» **Directions for this task**:
Could you recast the records below as a JSON list of strings, one string per line and with blank lines left out, covering everything from the line containing "Pinpoint the orange" down to the end of the records?

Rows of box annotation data
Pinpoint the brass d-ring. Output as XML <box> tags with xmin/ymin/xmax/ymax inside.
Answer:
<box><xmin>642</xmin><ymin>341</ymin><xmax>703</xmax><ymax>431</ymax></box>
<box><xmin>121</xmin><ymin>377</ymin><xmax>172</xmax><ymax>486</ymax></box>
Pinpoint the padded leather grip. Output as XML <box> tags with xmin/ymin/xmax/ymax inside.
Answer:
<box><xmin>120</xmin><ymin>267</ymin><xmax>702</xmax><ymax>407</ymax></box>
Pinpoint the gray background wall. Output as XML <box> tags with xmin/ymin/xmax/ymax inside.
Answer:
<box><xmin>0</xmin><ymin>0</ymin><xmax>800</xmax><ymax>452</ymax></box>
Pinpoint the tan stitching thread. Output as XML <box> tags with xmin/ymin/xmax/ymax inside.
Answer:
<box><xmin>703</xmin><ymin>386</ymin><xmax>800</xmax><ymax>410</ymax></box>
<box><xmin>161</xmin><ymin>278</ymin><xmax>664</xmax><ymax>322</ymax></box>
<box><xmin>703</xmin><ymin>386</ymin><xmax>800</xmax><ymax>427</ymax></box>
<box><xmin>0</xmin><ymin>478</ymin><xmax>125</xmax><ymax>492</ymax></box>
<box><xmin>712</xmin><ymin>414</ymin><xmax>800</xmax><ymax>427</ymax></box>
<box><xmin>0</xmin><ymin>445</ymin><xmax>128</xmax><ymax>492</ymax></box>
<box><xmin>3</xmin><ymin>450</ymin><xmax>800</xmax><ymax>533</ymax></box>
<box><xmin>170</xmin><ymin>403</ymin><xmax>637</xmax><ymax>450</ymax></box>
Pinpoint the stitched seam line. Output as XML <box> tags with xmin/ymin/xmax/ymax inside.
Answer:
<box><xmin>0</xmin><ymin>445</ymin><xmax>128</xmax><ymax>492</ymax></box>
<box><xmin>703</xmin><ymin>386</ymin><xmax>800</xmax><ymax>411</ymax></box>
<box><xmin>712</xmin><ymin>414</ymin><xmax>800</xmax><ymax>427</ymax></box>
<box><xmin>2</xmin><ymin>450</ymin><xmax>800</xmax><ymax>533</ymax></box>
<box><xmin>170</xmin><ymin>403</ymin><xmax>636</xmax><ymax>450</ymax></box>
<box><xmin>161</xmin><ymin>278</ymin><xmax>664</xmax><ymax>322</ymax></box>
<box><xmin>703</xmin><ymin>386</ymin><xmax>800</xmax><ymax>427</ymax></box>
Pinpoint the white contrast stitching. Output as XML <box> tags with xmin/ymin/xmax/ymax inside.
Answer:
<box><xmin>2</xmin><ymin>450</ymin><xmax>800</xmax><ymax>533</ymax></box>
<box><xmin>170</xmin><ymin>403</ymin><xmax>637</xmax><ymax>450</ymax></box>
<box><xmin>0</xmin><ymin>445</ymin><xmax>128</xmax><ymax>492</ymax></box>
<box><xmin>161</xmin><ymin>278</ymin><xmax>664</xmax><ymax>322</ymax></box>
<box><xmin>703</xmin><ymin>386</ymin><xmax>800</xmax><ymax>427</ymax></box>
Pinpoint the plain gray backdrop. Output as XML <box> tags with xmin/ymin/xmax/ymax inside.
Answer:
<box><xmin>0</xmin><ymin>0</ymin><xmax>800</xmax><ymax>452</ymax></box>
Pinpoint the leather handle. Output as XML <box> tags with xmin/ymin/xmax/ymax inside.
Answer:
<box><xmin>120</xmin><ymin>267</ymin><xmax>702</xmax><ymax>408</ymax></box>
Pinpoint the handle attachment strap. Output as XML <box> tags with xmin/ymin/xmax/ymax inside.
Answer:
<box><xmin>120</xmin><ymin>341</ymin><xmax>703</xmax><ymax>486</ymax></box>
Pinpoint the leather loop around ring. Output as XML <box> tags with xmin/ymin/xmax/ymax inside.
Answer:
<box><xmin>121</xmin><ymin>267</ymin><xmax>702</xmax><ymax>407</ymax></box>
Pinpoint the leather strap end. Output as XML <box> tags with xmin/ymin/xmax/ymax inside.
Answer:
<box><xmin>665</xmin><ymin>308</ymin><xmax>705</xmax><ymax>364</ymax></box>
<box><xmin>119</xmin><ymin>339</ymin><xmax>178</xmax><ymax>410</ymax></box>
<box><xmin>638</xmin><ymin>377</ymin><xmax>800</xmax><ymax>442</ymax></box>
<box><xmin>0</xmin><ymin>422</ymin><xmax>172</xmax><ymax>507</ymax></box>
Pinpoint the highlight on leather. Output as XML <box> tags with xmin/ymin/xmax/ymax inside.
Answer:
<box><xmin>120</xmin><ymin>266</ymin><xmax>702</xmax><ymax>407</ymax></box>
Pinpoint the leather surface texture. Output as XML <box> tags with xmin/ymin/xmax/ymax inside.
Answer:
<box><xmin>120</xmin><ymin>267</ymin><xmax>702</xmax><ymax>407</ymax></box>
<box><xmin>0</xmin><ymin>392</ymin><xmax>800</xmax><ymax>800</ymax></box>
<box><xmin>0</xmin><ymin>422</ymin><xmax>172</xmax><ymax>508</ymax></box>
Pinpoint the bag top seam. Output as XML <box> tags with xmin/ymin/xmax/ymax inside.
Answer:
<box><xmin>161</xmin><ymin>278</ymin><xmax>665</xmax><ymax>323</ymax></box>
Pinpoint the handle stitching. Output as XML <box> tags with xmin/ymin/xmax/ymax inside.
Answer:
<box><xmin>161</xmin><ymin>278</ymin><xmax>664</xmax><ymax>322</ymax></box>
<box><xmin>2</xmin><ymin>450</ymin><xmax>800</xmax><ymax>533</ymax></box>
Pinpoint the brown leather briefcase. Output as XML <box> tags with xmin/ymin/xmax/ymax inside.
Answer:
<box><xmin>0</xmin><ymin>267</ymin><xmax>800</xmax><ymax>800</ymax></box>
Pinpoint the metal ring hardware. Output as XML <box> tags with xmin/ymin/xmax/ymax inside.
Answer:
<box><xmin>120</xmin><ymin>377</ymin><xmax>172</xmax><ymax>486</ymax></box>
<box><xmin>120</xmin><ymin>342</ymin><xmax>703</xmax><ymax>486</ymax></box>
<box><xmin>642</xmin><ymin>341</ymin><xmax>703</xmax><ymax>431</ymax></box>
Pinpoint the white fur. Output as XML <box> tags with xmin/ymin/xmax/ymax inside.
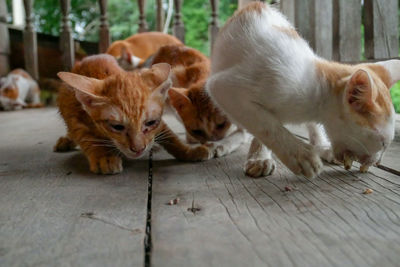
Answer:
<box><xmin>207</xmin><ymin>3</ymin><xmax>393</xmax><ymax>177</ymax></box>
<box><xmin>0</xmin><ymin>74</ymin><xmax>40</xmax><ymax>110</ymax></box>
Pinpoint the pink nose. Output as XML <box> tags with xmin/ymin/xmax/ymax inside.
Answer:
<box><xmin>131</xmin><ymin>147</ymin><xmax>146</xmax><ymax>154</ymax></box>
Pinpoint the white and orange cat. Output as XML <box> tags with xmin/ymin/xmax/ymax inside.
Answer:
<box><xmin>54</xmin><ymin>54</ymin><xmax>214</xmax><ymax>174</ymax></box>
<box><xmin>0</xmin><ymin>69</ymin><xmax>43</xmax><ymax>110</ymax></box>
<box><xmin>106</xmin><ymin>32</ymin><xmax>183</xmax><ymax>70</ymax></box>
<box><xmin>207</xmin><ymin>2</ymin><xmax>400</xmax><ymax>178</ymax></box>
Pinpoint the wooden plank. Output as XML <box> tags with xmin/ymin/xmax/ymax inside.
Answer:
<box><xmin>364</xmin><ymin>0</ymin><xmax>399</xmax><ymax>59</ymax></box>
<box><xmin>60</xmin><ymin>0</ymin><xmax>75</xmax><ymax>71</ymax></box>
<box><xmin>208</xmin><ymin>0</ymin><xmax>219</xmax><ymax>52</ymax></box>
<box><xmin>24</xmin><ymin>0</ymin><xmax>39</xmax><ymax>80</ymax></box>
<box><xmin>280</xmin><ymin>0</ymin><xmax>295</xmax><ymax>25</ymax></box>
<box><xmin>137</xmin><ymin>0</ymin><xmax>148</xmax><ymax>32</ymax></box>
<box><xmin>152</xmin><ymin>114</ymin><xmax>400</xmax><ymax>267</ymax></box>
<box><xmin>333</xmin><ymin>0</ymin><xmax>361</xmax><ymax>61</ymax></box>
<box><xmin>156</xmin><ymin>0</ymin><xmax>164</xmax><ymax>32</ymax></box>
<box><xmin>295</xmin><ymin>0</ymin><xmax>314</xmax><ymax>47</ymax></box>
<box><xmin>0</xmin><ymin>0</ymin><xmax>10</xmax><ymax>76</ymax></box>
<box><xmin>172</xmin><ymin>0</ymin><xmax>185</xmax><ymax>43</ymax></box>
<box><xmin>311</xmin><ymin>0</ymin><xmax>333</xmax><ymax>60</ymax></box>
<box><xmin>99</xmin><ymin>0</ymin><xmax>111</xmax><ymax>53</ymax></box>
<box><xmin>0</xmin><ymin>108</ymin><xmax>148</xmax><ymax>266</ymax></box>
<box><xmin>287</xmin><ymin>118</ymin><xmax>400</xmax><ymax>173</ymax></box>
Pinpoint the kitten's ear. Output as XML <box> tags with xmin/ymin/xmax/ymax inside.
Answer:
<box><xmin>168</xmin><ymin>87</ymin><xmax>192</xmax><ymax>112</ymax></box>
<box><xmin>142</xmin><ymin>63</ymin><xmax>172</xmax><ymax>98</ymax></box>
<box><xmin>375</xmin><ymin>59</ymin><xmax>400</xmax><ymax>87</ymax></box>
<box><xmin>57</xmin><ymin>72</ymin><xmax>106</xmax><ymax>108</ymax></box>
<box><xmin>346</xmin><ymin>69</ymin><xmax>376</xmax><ymax>113</ymax></box>
<box><xmin>121</xmin><ymin>47</ymin><xmax>132</xmax><ymax>64</ymax></box>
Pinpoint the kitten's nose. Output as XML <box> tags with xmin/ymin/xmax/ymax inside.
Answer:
<box><xmin>131</xmin><ymin>147</ymin><xmax>146</xmax><ymax>154</ymax></box>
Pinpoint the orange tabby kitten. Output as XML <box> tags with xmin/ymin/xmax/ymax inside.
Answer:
<box><xmin>152</xmin><ymin>45</ymin><xmax>231</xmax><ymax>143</ymax></box>
<box><xmin>55</xmin><ymin>55</ymin><xmax>214</xmax><ymax>174</ymax></box>
<box><xmin>106</xmin><ymin>32</ymin><xmax>183</xmax><ymax>70</ymax></box>
<box><xmin>149</xmin><ymin>45</ymin><xmax>245</xmax><ymax>157</ymax></box>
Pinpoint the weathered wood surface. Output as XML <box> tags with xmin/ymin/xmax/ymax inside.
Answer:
<box><xmin>287</xmin><ymin>114</ymin><xmax>400</xmax><ymax>176</ymax></box>
<box><xmin>0</xmin><ymin>109</ymin><xmax>148</xmax><ymax>266</ymax></box>
<box><xmin>364</xmin><ymin>0</ymin><xmax>399</xmax><ymax>59</ymax></box>
<box><xmin>333</xmin><ymin>0</ymin><xmax>361</xmax><ymax>61</ymax></box>
<box><xmin>208</xmin><ymin>0</ymin><xmax>219</xmax><ymax>52</ymax></box>
<box><xmin>0</xmin><ymin>0</ymin><xmax>10</xmax><ymax>76</ymax></box>
<box><xmin>60</xmin><ymin>0</ymin><xmax>75</xmax><ymax>71</ymax></box>
<box><xmin>152</xmin><ymin>114</ymin><xmax>400</xmax><ymax>267</ymax></box>
<box><xmin>172</xmin><ymin>0</ymin><xmax>185</xmax><ymax>43</ymax></box>
<box><xmin>24</xmin><ymin>0</ymin><xmax>39</xmax><ymax>80</ymax></box>
<box><xmin>137</xmin><ymin>0</ymin><xmax>148</xmax><ymax>32</ymax></box>
<box><xmin>99</xmin><ymin>0</ymin><xmax>111</xmax><ymax>53</ymax></box>
<box><xmin>280</xmin><ymin>0</ymin><xmax>295</xmax><ymax>25</ymax></box>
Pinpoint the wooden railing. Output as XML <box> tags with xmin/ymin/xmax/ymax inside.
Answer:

» **Full output**:
[
  "Pinpoint the orange tabby kitten. Output as XML <box> tags with xmin/ymin/xmax/ymax inside.",
  "Answer:",
  "<box><xmin>152</xmin><ymin>45</ymin><xmax>231</xmax><ymax>143</ymax></box>",
  "<box><xmin>55</xmin><ymin>55</ymin><xmax>214</xmax><ymax>174</ymax></box>",
  "<box><xmin>106</xmin><ymin>32</ymin><xmax>183</xmax><ymax>70</ymax></box>",
  "<box><xmin>149</xmin><ymin>45</ymin><xmax>245</xmax><ymax>157</ymax></box>",
  "Pinpoint the weathered wood surface. Output as XML <box> tags with xmin/ymin/xmax/ymax inside.",
  "Answer:",
  "<box><xmin>287</xmin><ymin>114</ymin><xmax>400</xmax><ymax>176</ymax></box>",
  "<box><xmin>0</xmin><ymin>109</ymin><xmax>148</xmax><ymax>266</ymax></box>",
  "<box><xmin>364</xmin><ymin>0</ymin><xmax>399</xmax><ymax>59</ymax></box>",
  "<box><xmin>333</xmin><ymin>0</ymin><xmax>361</xmax><ymax>61</ymax></box>",
  "<box><xmin>208</xmin><ymin>0</ymin><xmax>219</xmax><ymax>52</ymax></box>",
  "<box><xmin>0</xmin><ymin>0</ymin><xmax>10</xmax><ymax>76</ymax></box>",
  "<box><xmin>60</xmin><ymin>0</ymin><xmax>75</xmax><ymax>71</ymax></box>",
  "<box><xmin>152</xmin><ymin>114</ymin><xmax>400</xmax><ymax>267</ymax></box>",
  "<box><xmin>172</xmin><ymin>0</ymin><xmax>185</xmax><ymax>43</ymax></box>",
  "<box><xmin>24</xmin><ymin>0</ymin><xmax>39</xmax><ymax>80</ymax></box>",
  "<box><xmin>137</xmin><ymin>0</ymin><xmax>148</xmax><ymax>32</ymax></box>",
  "<box><xmin>99</xmin><ymin>0</ymin><xmax>111</xmax><ymax>53</ymax></box>",
  "<box><xmin>280</xmin><ymin>0</ymin><xmax>295</xmax><ymax>25</ymax></box>",
  "Pinpoint the wooden railing. Output as XML <box> tags with xmin/ymin/xmax/ymax inside.",
  "Answer:"
]